_Record extracts_.

··········

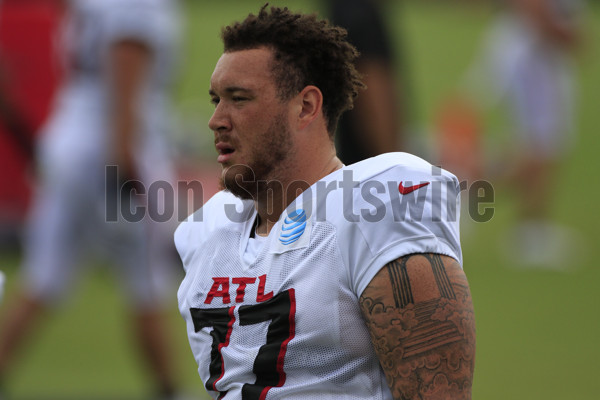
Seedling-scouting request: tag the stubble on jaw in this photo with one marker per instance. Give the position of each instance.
(262, 175)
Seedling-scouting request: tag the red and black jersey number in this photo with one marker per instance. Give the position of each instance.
(268, 365)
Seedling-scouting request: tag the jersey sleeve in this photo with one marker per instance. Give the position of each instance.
(400, 211)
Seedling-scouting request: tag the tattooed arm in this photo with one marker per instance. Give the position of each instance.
(420, 316)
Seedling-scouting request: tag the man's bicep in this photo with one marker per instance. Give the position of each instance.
(419, 313)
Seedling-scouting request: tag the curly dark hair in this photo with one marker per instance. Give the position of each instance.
(307, 51)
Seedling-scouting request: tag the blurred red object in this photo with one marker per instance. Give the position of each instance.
(30, 71)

··········

_Do this_.
Put every one of the lines above into a two-column CSV with the headers instruction and location. Give one row per line, with its text and its answer each in a single quoted field and any line breaks replaced by spaces, and leave the pictures out.

_Exercise answer_.
instruction,location
"Seedling-scouting request: tag the stubble on jaw in this photo with one marker per instance. Give the position of each instance.","(262, 175)"
"Seedling-scouting request: tag the red and black jersey number in this photo with one marker per instance. Give the position of each instance.","(268, 365)"
"Seedling-scouting request: tag the jersey sleeve in this photo with one marker per instance. Give the position of each instance.","(400, 211)"
"Seedling-scouting request: tag the tattooed arm in this photo with one marker per instance. Give the position of each instance.","(420, 316)"
"Seedling-scouting request: tag the man's bicep in this photo with one marker per instance. Give the position of each instance.","(419, 313)"
"Seedling-scouting request: tag the curly dark hair in this photo with one marker per instance. Give the position of each instance.","(307, 51)"
"Seedling-scouting request: tag the blurred red object in this photo with one marker per instance. Give the position of each instance.","(30, 71)"